– Разве вы не знаете, сударыня?! Бедняжка Памела наконец-то вышла замуж – об этом в утренней газете сказано!
Однажды, когда миссис Барболд ехала в почтовой карете в Хэмпстед, она разговорилась с сидящим рядом французом. Оказалось, тот специально отправился на экскурсию в Хэмпстед, чтобы «собственными глазами» увидеть дом на Флакс-Уоке, где жила Кларисса Гарлоу{9}. Каков комплимент гению Ричардсона!
Генри Филдинг. При жизни Филдингу так и не довелось позировать Хогарту{10}. Знаменитый художник написал его портрет по памяти и, несмотря на это, добился поразительного сходства. Рассказывают, что Хогарт обязан своим успехом Гаррику{11}, который нежданно явился к художнику, на удивление точно копируя походку и манеры великого романиста.
Услышав, что его друг удручен, ибо погряз в долгах, Филдинг искренне удивился:
– Эка невидаль! Как бы я был счастлив, если б мой долг составил жалкие пятьсот фунтов!

▶ _Что сделать_
Выпишите без изменений фрагмент текста об английских романистах начиная со слов «Услышав, что его» и заканчивая словами «жалкие пятьсот фунтов!» включительно. Листинг не имеет отношения к тексту об английских романистах.

▶ _Исходные данные_
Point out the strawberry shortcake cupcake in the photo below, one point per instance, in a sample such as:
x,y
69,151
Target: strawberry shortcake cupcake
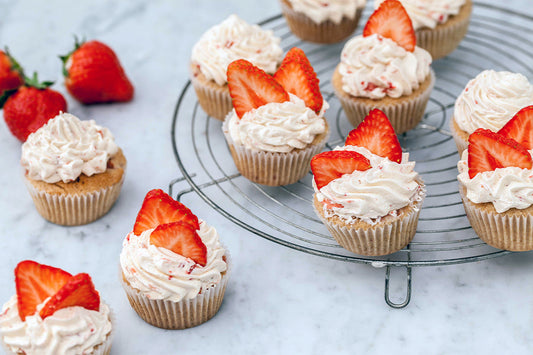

▶ _Готовое решение_
Услышав, что его друг удручен, ибо погряз в долгах, Филдинг искренне удивился:
– Эка невидаль! Как бы я был счастлив, если б мой долг составил жалкие пятьсот фунтов!